**Work task:** Only one range belongs in the answer: the line holding "hairy stem with one point per instance." through the last line of the records, reproduced as is.

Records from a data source
___

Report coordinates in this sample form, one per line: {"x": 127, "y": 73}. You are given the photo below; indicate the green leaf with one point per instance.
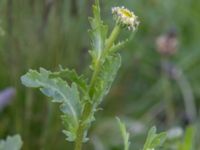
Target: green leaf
{"x": 188, "y": 142}
{"x": 98, "y": 34}
{"x": 154, "y": 140}
{"x": 59, "y": 91}
{"x": 106, "y": 77}
{"x": 11, "y": 143}
{"x": 71, "y": 75}
{"x": 125, "y": 134}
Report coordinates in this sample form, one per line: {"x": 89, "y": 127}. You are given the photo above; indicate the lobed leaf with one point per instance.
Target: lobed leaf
{"x": 59, "y": 91}
{"x": 72, "y": 76}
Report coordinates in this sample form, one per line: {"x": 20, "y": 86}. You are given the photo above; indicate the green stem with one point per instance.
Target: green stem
{"x": 89, "y": 106}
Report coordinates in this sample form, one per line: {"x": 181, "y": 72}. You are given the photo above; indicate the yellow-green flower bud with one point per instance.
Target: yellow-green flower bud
{"x": 125, "y": 18}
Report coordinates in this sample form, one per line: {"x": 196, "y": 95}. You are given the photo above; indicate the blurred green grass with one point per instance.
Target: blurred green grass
{"x": 46, "y": 33}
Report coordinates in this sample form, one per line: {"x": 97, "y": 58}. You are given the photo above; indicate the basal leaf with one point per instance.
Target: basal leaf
{"x": 60, "y": 92}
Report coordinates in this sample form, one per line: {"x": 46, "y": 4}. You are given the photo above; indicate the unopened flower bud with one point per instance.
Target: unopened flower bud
{"x": 125, "y": 18}
{"x": 167, "y": 44}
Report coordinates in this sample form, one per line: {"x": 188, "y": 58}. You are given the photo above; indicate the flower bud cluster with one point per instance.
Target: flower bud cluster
{"x": 125, "y": 18}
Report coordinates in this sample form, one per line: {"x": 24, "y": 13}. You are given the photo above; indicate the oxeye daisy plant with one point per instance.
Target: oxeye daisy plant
{"x": 79, "y": 96}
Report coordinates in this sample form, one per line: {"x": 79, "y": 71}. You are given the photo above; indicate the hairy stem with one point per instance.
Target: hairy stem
{"x": 88, "y": 109}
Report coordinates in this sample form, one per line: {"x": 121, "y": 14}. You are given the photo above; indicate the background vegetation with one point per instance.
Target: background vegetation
{"x": 46, "y": 33}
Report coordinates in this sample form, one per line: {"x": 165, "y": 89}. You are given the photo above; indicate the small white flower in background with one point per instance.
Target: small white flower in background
{"x": 125, "y": 18}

___

**Answer space:**
Report coordinates in this sample form, one per line: {"x": 79, "y": 71}. You are given the photo above; indicate the hairy stem with one point per instance.
Target: hairy stem
{"x": 88, "y": 109}
Report coordinates in this sample form, one per line: {"x": 121, "y": 14}. You are given the photo above; indicate the background vegetation with one point per instance.
Target: background vegetation
{"x": 46, "y": 33}
Report coordinates in this sample form, one per line: {"x": 165, "y": 89}. You are given the photo above; indicate the small white flower in background with one point per instance.
Target: small white flower in background
{"x": 125, "y": 18}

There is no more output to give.